> Brano estratto
..............................
Giurisdizione : Tribunale amministrativo regionale - Catania
Numero : 202301894
Data del deposito : 15 giugno 2023
Fonte ufficiale :

Testo completo

Pubblicato il 15/06/2023

N. 01894/2023 REG.PROV.COLL.

N. 01643/2021 REG.RIC.

REPUBBLICA ITALIANA

IN NOME DEL POPOLO I

Il Tribunale Amministrativo Regionale per la Sicilia

sezione staccata di Catania (Sezione Seconda)

ha pronunciato la presente

SENTENZA

sul ricorso numero di registro generale 1643 del 2021, integrato da motivi aggiunti, proposto da L P, rappresentata e difesa dagli avvocati Nicolò D'Alessandro e A G, con domicilio digitale come da PEC da Registri di Giustizia;

contro

il Comune di Giarre, in persona del legale rappresentante pro tempore , rappresentato e difeso dall'avvocato L A, con domicilio digitale come da PEC da Registri di Giustizia;

l’Assessorato dei Beni Culturali e della Identità Siciliana - Soprintendenza dei Beni Culturali e Ambientali di Catania, in persona dell’Assessore pro tempore , rappresentato e difeso dall'Avvocatura Distrettuale dello stato di Catania, con domicilio digitale come da PEC da Registri di Giustizia;

nei confronti

di T Maria, Midolo Daniele, rappresentati e difesi dagli avvocati Andrea Scuderi ed Emiliano Luca, con domicilio digitale come da PEC da Registri di Giustizia;

per l'annullamento

per quanto riguarda il ricorso introduttivo:

- del permesso di costruire numero 3171 del 5 novembre 2020 (Prat. 4/2018) con il quale è stata assentita la realizzazione di un fabbricato per civile abitazione con annesso magazzino e tettoia nel territorio del Comune di Giarre in contrada Miscarello strada provinciale Miscarello/Salice in Catasto al foglio 69 partt. 616 e 810;

- di ogni altro atto presupposto connesso e consequenziale.
..............................
> Da fare
1: Secondo la sentenza, qual è la data del permesso di costruire numero 3171?
2: Prosegui la sentenza partendo dalla fine dell'ultima riga riportata.
..............................
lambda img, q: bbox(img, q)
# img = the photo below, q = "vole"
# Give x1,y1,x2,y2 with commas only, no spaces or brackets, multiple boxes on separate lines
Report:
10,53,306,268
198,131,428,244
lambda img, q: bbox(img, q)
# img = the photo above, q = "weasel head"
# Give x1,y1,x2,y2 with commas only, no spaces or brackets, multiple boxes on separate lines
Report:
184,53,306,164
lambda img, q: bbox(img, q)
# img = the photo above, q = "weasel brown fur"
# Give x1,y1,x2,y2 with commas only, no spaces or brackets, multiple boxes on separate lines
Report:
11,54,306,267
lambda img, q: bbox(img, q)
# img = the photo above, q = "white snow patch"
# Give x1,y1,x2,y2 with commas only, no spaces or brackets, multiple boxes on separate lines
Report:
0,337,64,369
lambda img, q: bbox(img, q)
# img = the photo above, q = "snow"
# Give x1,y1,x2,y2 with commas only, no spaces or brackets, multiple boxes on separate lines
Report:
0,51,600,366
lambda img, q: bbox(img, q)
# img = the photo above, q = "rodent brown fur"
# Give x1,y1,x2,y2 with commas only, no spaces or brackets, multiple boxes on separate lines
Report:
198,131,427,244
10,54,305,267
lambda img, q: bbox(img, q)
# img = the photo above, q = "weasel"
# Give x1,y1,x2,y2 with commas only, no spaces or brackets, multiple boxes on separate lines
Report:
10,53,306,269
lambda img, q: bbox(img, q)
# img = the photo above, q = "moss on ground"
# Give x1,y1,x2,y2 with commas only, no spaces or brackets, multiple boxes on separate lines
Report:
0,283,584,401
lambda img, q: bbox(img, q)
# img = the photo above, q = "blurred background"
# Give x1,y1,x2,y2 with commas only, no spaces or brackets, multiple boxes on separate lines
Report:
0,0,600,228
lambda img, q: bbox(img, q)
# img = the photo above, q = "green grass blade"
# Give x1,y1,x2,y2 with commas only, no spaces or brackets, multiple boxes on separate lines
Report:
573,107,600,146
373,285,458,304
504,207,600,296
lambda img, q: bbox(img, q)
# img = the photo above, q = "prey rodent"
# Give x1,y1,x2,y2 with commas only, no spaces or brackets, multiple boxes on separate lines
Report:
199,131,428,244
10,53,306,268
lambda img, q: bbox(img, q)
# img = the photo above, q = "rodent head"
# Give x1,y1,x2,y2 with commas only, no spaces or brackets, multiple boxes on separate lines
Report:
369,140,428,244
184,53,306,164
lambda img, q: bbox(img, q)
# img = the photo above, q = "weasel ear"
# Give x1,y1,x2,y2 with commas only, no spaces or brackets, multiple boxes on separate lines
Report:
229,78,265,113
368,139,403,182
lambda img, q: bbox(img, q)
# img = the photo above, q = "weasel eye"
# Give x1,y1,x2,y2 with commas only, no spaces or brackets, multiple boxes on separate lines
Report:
..............................
> Risposte per compito
1: Il permesso di costruire numero 3171 è del 5 novembre 2020.

2:
- nonché, per l’annullamento del silenzio inadempimento formatosi sull’atto di diffida e messa in mora del 4 agosto 2021.

per quanto riguarda i motivi aggiunti presentati:

- del provvedimento del 27 agosto 2021, numero di prot. 15650 del Dipartimento dei Beni Culturali e dell’Identità Siciliana Soprintendenza BB.CC.AA di Catania, con il quale è stata data autorizzazione alla “variante per sistemazione area esterna e aggiornamento stato di fatto quota terrazzamento a seguito di rilievo dettagliato con strumento topografico dotato di gps.” e conosciuto solamente in data 30 ottobre 2021 per effetto della costituzione in giudizio degli odierni controinteressati;

nonché di ogni altro atto presupposto connesso e consequenziale.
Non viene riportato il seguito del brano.